▸ WERKOPDRACHT 1: Schrijf uit de tekst over kleincellige longkanker letterlijk alles over van "Er zijn twee" tot en met "Staten per jaar.".
▸ WERKOPDRACHT 2: Zet de tekst over kleincellige longkanker voort, te beginnen na de laatste zin die er staat.

▸ TEKSTFRAGMENT:

###

Er zijn twee primaire vormen van longkanker: kleincellige longkanker (small cell lung cancer, SCLC) en niet-kleincellige longkanker (non-small cell lung cancer, NSCLC). Hoewel SCLC minder vaak voorkomt dan NSCLC, is het agressiever en verspreidt het zich snel (metastaseert) over het hele lichaam. SCLC vertegenwoordigt ongeveer 15% van alle longkankerdiagnoses in de Verenigde Staten per jaar.

Door de snelle groei en verspreiding is de kanker in 60% van de SCLC-gevallen al uitgezaaid naar andere gebieden in het lichaam tegen de tijd dat de diagnose wordt gesteld. Veel voorkomende plaatsen voor uitzaaiing zijn de lymfeklieren, lever, botten, bijnieren en hersenen. Wanneer SCLC uitzaait, kan de kanker symptomen veroorzaken die niet typisch worden geassocieerd met longkanker, waaronder botpijn, toevallen, verwardheid en verlamming.

Tabak roken is de belangrijkste risicofactor voor SCLC, verantwoordelijk voor 98 procent van alle SCLC-diagnoses. De beste preventieve strategie is om niet te roken, en als u dat wel doet, zo snel mogelijk te stoppen.

###

▸ AANGELEVERD MATERIAAL:
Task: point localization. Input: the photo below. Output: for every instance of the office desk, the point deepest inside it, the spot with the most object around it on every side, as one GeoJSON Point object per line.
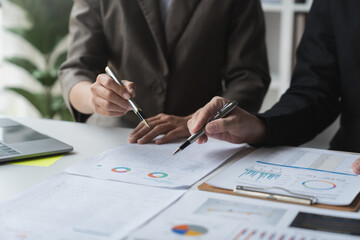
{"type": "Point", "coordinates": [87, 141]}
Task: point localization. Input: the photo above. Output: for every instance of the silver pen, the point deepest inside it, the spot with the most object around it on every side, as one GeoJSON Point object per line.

###

▸ ANTWOORDVAK 1:
Er zijn twee primaire vormen van longkanker: kleincellige longkanker (small cell lung cancer, SCLC) en niet-kleincellige longkanker (non-small cell lung cancer, NSCLC). Hoewel SCLC minder vaak voorkomt dan NSCLC, is het agressiever en verspreidt het zich snel (metastaseert) over het hele lichaam. SCLC vertegenwoordigt ongeveer 15% van alle longkankerdiagnoses in de Verenigde Staten per jaar.

▸ ANTWOORDVAK 2:
Behandelingen voor SCLC omvatten chemotherapie en bestraling. Vanwege de hoge kans op uitzaaiingen wordt chirurgie zelden aanbevolen. In zeer vergevorderde gevallen van SCLC kunnen behandelingen (waaronder chemotherapie en bestraling) effectief zijn in het verlichten van symptomen en het verbeteren van de kwaliteit van leven.

“Hoewel SCLC de neiging heeft snel te groeien, krimpt het vaak snel als reactie op chemotherapie, bestralingstherapie, of beide,” zei Henry Park, MD, MPH, een bestralingsoncoloog op de afdeling Therapeutische Radiologie. “Het is belangrijk om zo snel mogelijk na een diagnose van SCLC een medisch oncoloog en een bestralingsoncoloog te zien, zodat de behandeling meteen kan worden gestart.”